Exercise brief:
Locate each line in the rows below that contains the word "tongue", and copy those lines.

Record extracts:
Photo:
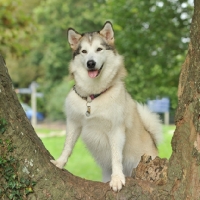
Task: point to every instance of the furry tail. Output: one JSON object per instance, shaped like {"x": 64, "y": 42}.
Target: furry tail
{"x": 151, "y": 122}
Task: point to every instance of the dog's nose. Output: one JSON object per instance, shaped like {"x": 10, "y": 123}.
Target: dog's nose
{"x": 91, "y": 64}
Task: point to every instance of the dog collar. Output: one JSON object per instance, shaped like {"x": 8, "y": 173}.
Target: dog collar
{"x": 88, "y": 99}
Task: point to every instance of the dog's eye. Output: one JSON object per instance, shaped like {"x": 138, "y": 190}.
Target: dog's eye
{"x": 84, "y": 51}
{"x": 99, "y": 49}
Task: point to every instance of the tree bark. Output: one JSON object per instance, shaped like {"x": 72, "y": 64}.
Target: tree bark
{"x": 26, "y": 171}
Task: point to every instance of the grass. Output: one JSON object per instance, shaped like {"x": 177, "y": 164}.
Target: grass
{"x": 82, "y": 164}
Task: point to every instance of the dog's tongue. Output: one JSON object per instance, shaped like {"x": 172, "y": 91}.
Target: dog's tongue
{"x": 93, "y": 74}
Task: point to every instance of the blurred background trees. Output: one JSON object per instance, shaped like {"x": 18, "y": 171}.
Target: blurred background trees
{"x": 152, "y": 35}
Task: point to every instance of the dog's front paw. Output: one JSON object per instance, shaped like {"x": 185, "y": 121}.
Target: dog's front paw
{"x": 117, "y": 181}
{"x": 59, "y": 163}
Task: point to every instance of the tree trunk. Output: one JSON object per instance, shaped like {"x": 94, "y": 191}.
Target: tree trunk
{"x": 26, "y": 172}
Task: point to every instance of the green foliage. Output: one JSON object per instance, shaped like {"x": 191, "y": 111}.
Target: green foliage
{"x": 152, "y": 35}
{"x": 11, "y": 185}
{"x": 3, "y": 124}
{"x": 14, "y": 27}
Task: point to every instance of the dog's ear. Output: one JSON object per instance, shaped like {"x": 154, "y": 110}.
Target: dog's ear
{"x": 107, "y": 32}
{"x": 73, "y": 38}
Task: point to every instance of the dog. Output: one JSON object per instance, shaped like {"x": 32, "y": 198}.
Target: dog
{"x": 115, "y": 128}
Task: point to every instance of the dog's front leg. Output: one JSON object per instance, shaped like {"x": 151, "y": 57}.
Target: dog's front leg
{"x": 117, "y": 140}
{"x": 72, "y": 133}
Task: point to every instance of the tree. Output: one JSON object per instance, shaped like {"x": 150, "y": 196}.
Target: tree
{"x": 25, "y": 169}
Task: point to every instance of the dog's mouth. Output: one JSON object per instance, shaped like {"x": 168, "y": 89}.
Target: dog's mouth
{"x": 94, "y": 73}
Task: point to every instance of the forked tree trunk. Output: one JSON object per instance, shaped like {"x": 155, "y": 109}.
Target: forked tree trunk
{"x": 26, "y": 173}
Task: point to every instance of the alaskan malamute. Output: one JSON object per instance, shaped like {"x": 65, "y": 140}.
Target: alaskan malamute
{"x": 116, "y": 129}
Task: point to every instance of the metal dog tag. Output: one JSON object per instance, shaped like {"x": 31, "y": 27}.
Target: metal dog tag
{"x": 89, "y": 100}
{"x": 88, "y": 112}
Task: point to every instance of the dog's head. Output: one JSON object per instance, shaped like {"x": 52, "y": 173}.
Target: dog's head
{"x": 91, "y": 49}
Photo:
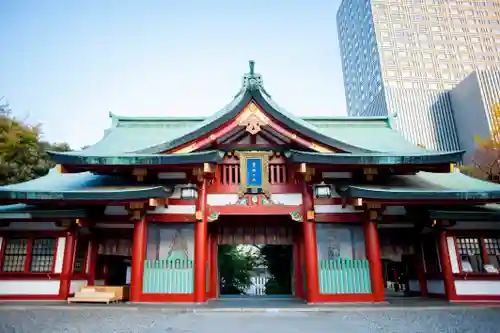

Worked answer:
Task: point to every instance of the dog's tongue. Output: one JSON object per instance, shaped like {"x": 172, "y": 91}.
Target: dog's tongue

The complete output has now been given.